§ Kaynak Metin
---+---

Siyaset oltasına yakalanmadan

Lemaat ekseninde duygu çağrışımları(14)

Siyasetin karakterinde insanların çoğunu etkisi altına alma gibi bir özellik var. Ama bu siyaset, çok değerlerden uzaklaşıldığı günümüz siyaseti olunca, bunun, insanlık değerlerinin görmezden gelindiği gafletin en koyusunu ve barbarlığın en canavarca olanını gündeme getirdiği ise açıktır. Yakın tarih, dünya savaşları bunun şahididir.

İşin en garibi de insanların çoğunluğunun bundan habersiz olması, asıl gafleti ve vahşiliği başka yerlerde aramasıdır. Nedense siyasî konular gündeme geldiğinde çoğunluk kulak kabartır. Siyasete ilişkin konular hemen insanların önceliklerinin birinci sırasına oturur. Bu atmosferde konuşmacı ve yazarlar bolca malzeme bulurlar, okuyucular ve izleyiciler bir uzman gibi yargılarını ardı ardına sıralayıp dururlar. Siyasî konular hem toplumların hem de fertlerin en önemli gündemi olup çıkar. Başka hayatî konular varken, neden böyle diye de kimse kafa yorma ihtiyacını duymaz.

Oysa Asrın Adamı Bediüzzaman özellikle günümüz siyaseti için “Menfaat üzere çarhı kurulmuş olan siyaset-i hazıra müfteristir, canavar.” diye pervasızca en ağır sözü söyler. Demekle kalmaz, şeytandan kaçar gibi günümüz siyasetinden kaçtığını bütün hayatıyla ispatlar; siyasete karşı asla müsamahalı davranmaz.

---+---

§ Verilen Bilgiler
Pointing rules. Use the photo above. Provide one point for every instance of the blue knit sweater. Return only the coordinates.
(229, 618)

---+---

§ Kısa Alıştırma 1
Kaynak metinde "İşin en garibi de" sözleriyle başlayan paragrafı, ana bilgilerini koruyarak madde listesi hâlinde kısaltınız.
§ Kısa Alıştırma 2
Kaynak metinde "İşin en garibi" sözlerinden aşağıya, "yorma ihtiyacını duymaz." sözlerine kadar uzanan kısmın tamamını, "okuyucular" yerine "okurlar" koyarak güncelleyiniz.
§ Kısa Alıştırma 3
Kaynak metne göre Bediüzzaman günümüz siyaseti için hangi sözü söylemiştir?

§ Alıştırma Cevabı 1
- İnsanların çoğunluğu bundan habersizdir ve asıl gafleti ve vahşiliği başka yerlerde arar.
- Siyasî konular gündeme geldiğinde çoğunluk kulak kabartır ve bu konular önceliklerin ilk sırasına yerleşir.
- Konuşmacılar ve yazarlar bolca malzeme bulur, okuyucular ve izleyiciler de uzman gibi art arda yargı bildirir.
- Siyasî konular hem toplumların hem de fertlerin en önemli gündemi hâline gelir.
- Başka hayatî konular varken bunun neden böyle olduğunu kimse düşünmez.

§ Alıştırma Cevabı 2
İşin en garibi de insanların çoğunluğunun bundan habersiz olması, asıl gafleti ve vahşiliği başka yerlerde aramasıdır. Nedense siyasî konular gündeme geldiğinde çoğunluk kulak kabartır. Siyasete ilişkin konular hemen insanların önceliklerinin birinci sırasına oturur. Bu atmosferde konuşmacı ve yazarlar bolca malzeme bulurlar, okurlar ve izleyiciler bir uzman gibi yargılarını ardı ardına sıralayıp dururlar. Siyasî konular hem toplumların hem de fertlerin en önemli gündemi olup çıkar. Başka hayatî konular varken, neden böyle diye de kimse kafa yorma ihtiyacını duymaz.

§ Alıştırma Cevabı 3
"Menfaat üzere çarhı kurulmuş olan siyaset-i hazıra müfteristir, canavar."